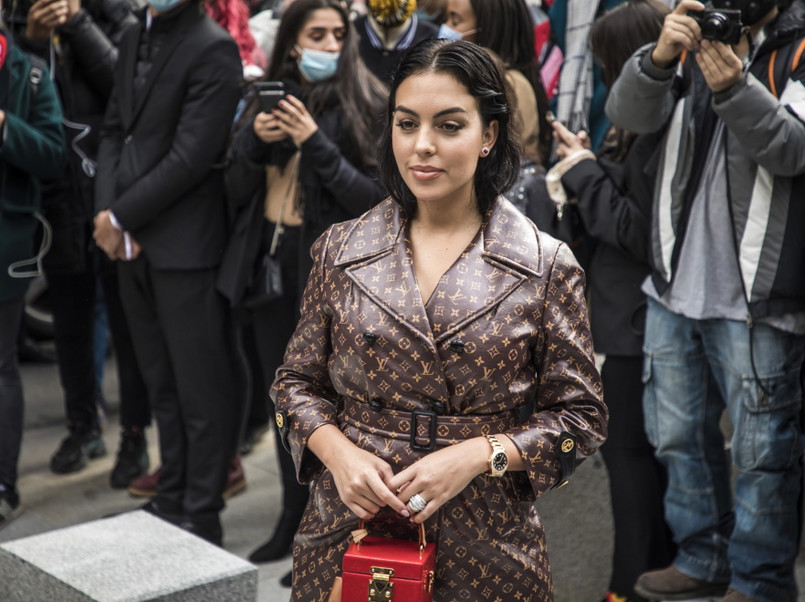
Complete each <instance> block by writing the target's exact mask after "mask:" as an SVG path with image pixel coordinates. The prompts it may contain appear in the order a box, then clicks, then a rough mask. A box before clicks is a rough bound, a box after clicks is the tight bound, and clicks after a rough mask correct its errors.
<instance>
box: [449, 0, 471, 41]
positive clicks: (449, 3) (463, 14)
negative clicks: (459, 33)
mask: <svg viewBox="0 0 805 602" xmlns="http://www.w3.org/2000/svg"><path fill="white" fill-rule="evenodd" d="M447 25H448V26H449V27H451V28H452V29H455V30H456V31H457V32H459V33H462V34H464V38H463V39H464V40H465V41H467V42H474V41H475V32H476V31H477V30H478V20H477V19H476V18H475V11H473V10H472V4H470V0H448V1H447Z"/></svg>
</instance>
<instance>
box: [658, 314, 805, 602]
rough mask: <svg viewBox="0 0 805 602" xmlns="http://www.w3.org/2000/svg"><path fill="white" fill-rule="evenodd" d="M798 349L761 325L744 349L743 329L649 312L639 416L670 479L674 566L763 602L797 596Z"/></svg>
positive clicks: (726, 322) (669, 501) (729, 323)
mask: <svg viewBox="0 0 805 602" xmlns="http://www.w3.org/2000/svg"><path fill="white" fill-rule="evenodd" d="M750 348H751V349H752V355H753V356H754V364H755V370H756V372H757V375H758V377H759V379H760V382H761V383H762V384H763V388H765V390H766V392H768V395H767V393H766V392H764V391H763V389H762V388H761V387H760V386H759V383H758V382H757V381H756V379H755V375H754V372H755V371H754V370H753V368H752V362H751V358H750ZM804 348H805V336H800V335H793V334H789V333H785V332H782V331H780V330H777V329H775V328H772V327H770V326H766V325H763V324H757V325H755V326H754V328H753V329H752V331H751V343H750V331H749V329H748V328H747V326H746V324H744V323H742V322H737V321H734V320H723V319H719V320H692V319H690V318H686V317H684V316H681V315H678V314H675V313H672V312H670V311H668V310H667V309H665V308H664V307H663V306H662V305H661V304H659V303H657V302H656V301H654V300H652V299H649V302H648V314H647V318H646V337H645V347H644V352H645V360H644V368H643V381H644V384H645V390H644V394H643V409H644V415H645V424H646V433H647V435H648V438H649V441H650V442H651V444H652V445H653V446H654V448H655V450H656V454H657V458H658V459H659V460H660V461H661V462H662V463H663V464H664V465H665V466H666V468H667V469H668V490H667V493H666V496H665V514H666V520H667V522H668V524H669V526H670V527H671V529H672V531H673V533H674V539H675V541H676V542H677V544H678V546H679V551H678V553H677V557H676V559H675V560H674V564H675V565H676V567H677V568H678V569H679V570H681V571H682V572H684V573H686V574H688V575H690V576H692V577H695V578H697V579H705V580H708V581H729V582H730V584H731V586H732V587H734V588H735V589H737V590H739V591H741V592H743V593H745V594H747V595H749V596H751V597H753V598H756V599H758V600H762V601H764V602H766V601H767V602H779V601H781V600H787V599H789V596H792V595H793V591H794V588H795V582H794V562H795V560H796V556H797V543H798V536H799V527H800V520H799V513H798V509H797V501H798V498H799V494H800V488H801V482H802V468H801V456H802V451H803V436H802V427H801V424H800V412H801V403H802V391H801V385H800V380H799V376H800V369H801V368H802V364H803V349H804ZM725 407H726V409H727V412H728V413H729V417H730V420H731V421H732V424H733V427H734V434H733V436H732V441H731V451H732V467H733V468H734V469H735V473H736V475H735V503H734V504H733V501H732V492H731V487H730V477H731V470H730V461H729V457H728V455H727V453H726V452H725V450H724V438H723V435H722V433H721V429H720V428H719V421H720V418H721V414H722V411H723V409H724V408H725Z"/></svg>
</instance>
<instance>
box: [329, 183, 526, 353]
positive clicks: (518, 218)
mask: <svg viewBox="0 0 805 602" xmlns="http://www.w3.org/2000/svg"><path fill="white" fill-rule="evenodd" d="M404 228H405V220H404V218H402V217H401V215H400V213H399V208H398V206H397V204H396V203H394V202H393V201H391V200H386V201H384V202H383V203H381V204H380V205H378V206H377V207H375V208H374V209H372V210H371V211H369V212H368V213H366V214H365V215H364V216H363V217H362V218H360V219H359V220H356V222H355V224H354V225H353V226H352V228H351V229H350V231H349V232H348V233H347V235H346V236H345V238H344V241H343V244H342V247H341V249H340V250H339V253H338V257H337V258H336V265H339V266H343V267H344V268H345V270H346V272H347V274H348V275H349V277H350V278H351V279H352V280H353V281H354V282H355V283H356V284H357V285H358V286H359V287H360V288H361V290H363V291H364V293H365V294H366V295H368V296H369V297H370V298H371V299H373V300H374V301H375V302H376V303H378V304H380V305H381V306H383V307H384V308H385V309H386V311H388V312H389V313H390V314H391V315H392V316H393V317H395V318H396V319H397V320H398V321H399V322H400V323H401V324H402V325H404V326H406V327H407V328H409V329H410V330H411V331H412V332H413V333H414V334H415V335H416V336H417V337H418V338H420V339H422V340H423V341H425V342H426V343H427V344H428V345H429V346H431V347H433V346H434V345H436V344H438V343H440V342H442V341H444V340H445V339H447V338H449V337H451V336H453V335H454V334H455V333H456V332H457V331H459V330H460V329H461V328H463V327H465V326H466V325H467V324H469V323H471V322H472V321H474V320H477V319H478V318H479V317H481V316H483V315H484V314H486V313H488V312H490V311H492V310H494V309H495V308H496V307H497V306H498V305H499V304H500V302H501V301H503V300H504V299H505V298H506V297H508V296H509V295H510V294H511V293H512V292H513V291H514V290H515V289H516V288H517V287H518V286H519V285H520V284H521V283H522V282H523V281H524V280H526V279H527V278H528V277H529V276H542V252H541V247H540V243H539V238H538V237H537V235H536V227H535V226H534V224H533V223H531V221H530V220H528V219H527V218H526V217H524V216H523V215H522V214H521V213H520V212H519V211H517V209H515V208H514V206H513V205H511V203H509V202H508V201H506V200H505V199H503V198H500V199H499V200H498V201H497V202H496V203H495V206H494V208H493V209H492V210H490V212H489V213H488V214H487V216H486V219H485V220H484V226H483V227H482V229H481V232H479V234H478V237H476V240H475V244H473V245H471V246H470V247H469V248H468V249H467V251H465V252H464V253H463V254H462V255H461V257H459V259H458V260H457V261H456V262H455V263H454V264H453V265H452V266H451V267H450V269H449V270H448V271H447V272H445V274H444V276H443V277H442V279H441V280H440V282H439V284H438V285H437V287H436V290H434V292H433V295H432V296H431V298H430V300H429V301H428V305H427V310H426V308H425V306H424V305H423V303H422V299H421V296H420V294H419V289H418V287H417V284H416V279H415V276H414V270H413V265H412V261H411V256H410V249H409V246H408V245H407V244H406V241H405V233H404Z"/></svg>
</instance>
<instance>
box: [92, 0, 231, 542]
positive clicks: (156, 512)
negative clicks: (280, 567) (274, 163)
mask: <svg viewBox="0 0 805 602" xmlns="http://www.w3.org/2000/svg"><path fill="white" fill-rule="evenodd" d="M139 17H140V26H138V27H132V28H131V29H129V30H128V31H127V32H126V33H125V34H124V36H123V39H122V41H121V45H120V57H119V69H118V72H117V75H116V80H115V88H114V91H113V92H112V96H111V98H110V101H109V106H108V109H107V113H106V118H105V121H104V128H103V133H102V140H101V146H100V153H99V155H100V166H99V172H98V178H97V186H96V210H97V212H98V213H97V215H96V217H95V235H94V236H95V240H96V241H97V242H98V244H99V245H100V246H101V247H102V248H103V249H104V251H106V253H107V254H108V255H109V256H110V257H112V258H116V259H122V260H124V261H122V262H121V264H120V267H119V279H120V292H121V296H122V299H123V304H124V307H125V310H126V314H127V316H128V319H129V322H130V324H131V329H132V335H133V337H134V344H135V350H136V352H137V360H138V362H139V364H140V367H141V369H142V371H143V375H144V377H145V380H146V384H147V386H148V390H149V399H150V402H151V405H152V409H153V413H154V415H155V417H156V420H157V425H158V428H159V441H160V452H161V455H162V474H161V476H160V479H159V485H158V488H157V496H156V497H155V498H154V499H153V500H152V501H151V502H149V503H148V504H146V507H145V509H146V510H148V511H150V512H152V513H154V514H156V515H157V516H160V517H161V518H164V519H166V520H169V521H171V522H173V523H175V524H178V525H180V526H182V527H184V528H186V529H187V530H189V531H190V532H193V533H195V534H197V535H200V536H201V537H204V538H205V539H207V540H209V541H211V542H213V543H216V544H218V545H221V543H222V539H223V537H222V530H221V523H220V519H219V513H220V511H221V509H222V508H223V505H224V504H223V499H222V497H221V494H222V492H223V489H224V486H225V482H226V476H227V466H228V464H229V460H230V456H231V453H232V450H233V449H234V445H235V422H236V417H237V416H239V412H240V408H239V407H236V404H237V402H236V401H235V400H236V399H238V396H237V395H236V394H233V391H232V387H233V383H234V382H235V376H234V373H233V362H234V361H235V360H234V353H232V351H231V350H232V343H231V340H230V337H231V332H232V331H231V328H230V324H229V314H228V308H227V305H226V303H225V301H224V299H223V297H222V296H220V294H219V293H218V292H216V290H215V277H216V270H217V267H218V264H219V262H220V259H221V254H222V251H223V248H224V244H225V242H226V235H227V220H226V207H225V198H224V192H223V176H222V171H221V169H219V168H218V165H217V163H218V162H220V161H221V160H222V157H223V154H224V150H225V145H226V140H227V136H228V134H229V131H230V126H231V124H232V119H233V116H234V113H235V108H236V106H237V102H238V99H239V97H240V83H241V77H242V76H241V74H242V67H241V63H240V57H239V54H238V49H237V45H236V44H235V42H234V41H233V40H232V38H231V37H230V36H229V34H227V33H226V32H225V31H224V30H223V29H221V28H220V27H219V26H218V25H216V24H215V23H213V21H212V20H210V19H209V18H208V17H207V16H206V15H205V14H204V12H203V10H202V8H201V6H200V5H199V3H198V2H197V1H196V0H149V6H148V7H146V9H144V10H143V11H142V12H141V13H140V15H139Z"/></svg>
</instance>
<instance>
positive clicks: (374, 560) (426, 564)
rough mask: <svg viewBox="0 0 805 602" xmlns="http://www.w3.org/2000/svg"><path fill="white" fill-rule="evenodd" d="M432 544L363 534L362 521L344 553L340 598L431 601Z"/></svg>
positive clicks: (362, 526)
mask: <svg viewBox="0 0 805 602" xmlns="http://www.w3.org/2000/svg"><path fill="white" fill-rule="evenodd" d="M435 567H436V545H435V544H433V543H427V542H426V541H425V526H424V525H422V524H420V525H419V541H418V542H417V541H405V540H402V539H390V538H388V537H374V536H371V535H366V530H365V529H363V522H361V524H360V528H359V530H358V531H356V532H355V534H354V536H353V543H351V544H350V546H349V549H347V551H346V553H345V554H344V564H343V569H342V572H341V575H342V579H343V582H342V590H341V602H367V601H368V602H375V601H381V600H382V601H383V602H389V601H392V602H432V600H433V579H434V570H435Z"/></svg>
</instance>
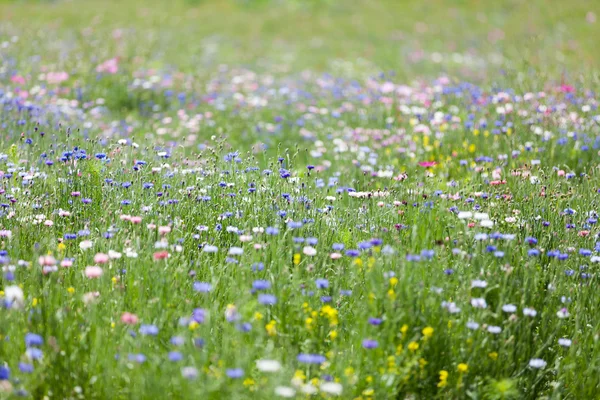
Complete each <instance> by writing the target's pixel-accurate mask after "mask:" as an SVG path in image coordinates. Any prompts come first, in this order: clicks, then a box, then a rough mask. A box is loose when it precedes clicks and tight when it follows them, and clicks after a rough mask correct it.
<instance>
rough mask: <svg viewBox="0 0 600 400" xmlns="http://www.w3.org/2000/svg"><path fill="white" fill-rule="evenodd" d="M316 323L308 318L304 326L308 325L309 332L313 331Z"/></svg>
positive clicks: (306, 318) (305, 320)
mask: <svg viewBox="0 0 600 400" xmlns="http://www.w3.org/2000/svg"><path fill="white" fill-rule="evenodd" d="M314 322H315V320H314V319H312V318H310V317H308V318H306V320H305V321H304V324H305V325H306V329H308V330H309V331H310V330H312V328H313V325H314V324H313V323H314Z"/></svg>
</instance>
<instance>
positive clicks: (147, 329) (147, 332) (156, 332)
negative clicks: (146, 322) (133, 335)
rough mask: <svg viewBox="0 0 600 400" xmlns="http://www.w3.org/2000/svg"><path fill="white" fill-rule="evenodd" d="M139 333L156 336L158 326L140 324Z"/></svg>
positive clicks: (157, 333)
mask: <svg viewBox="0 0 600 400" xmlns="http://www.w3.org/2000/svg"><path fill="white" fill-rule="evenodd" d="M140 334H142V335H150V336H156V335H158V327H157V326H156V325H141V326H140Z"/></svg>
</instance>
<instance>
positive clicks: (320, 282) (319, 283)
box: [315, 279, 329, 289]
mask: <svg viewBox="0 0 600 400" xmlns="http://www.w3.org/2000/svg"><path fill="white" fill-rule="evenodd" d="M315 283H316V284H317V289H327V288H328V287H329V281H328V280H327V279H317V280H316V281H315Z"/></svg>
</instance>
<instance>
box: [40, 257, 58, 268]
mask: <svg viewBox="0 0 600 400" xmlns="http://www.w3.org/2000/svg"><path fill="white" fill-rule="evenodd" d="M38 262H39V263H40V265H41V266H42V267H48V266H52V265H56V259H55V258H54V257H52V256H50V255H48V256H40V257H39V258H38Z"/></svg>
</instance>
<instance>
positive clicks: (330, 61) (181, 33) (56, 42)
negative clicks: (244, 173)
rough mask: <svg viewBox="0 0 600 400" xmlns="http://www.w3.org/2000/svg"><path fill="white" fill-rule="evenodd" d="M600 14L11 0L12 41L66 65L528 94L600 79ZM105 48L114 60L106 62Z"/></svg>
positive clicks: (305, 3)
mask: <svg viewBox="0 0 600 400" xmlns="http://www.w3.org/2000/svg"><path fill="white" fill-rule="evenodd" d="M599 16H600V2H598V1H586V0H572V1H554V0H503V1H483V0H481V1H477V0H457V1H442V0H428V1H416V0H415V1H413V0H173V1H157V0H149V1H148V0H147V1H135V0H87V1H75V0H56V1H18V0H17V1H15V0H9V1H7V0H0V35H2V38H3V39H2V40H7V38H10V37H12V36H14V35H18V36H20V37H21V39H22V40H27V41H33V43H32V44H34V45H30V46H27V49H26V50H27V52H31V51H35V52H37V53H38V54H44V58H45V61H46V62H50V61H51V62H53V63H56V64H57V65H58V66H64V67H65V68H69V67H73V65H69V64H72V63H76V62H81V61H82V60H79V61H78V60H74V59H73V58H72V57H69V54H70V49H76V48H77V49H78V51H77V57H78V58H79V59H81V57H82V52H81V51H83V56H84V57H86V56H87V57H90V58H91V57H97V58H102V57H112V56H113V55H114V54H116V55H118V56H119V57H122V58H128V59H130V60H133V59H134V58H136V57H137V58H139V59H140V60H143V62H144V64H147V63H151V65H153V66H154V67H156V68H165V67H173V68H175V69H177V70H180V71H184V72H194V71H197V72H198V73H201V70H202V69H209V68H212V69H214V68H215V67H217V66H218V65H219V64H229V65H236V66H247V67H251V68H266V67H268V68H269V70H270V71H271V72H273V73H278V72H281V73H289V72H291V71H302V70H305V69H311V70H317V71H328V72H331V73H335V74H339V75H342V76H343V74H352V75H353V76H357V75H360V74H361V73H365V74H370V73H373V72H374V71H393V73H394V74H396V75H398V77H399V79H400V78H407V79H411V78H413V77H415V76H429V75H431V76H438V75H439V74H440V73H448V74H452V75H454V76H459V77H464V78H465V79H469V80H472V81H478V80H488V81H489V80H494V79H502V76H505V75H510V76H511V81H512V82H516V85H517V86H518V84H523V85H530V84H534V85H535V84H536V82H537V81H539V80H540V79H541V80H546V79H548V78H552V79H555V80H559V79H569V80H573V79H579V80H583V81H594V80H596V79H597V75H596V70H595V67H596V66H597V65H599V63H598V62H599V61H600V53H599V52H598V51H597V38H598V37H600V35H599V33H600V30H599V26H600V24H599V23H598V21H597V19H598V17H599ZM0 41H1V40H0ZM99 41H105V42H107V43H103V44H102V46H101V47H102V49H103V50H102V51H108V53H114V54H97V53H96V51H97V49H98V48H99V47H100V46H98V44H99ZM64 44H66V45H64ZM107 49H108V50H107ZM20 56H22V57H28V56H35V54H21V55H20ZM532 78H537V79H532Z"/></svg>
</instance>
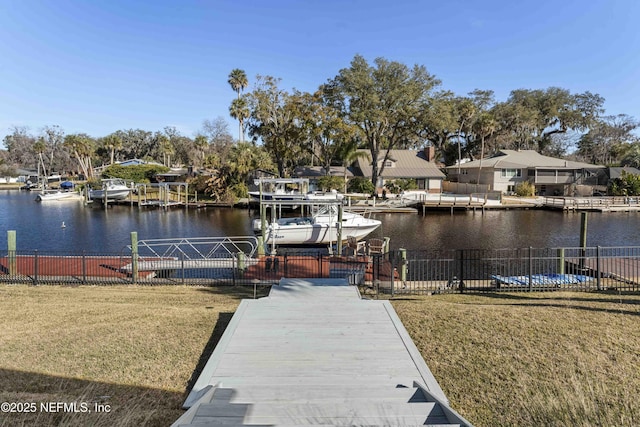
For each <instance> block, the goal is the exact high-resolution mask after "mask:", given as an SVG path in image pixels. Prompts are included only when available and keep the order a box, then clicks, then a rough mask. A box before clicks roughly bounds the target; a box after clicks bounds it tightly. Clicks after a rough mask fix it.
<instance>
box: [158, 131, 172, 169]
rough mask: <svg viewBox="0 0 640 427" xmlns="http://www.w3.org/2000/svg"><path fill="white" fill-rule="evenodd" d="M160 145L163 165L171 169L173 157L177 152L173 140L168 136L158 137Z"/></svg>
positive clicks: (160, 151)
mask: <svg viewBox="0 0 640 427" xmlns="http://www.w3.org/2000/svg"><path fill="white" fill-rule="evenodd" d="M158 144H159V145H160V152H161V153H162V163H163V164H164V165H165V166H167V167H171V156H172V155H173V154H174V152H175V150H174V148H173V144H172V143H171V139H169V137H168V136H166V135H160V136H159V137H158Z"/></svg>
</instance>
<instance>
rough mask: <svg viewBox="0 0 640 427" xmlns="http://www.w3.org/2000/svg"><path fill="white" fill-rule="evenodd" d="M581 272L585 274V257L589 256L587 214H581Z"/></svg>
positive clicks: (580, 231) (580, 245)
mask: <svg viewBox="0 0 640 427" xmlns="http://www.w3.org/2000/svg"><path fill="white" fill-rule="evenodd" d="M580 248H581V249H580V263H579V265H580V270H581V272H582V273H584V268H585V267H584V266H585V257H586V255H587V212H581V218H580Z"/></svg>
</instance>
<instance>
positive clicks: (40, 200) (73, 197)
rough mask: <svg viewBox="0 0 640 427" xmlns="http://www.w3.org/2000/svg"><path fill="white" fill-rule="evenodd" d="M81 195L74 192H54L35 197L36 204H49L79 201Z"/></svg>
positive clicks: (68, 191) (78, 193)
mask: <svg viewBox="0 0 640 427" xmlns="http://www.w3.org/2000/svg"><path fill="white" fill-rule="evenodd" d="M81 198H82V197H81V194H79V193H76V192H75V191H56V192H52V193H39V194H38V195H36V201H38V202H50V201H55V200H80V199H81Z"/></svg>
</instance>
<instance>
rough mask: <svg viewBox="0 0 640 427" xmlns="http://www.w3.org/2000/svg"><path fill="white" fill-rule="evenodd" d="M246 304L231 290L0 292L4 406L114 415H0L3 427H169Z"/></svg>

◇ ◇ ◇ ◇

• Task instructions: Please reproduce exactly the lines in the listing above from the one containing "box: [315, 279, 329, 289]" through the one containing "14L11 0L12 41L66", both included, and nothing more.

• Response to the exercise:
box: [315, 279, 329, 289]
mask: <svg viewBox="0 0 600 400" xmlns="http://www.w3.org/2000/svg"><path fill="white" fill-rule="evenodd" d="M315 283H316V284H317V289H327V288H328V287H329V281H328V280H327V279H317V280H316V281H315Z"/></svg>
</instance>
<instance>
box: [40, 257, 58, 268]
mask: <svg viewBox="0 0 600 400" xmlns="http://www.w3.org/2000/svg"><path fill="white" fill-rule="evenodd" d="M38 262H39V263H40V265H41V266H42V267H48V266H52V265H56V259H55V258H54V257H52V256H50V255H48V256H40V257H39V258H38Z"/></svg>
</instance>
<instance>
positive clicks: (330, 61) (181, 33) (56, 42)
negative clicks: (244, 173)
rough mask: <svg viewBox="0 0 600 400" xmlns="http://www.w3.org/2000/svg"><path fill="white" fill-rule="evenodd" d="M600 14L11 0L12 41L66 65L528 94L600 79ZM105 48L114 60L106 62Z"/></svg>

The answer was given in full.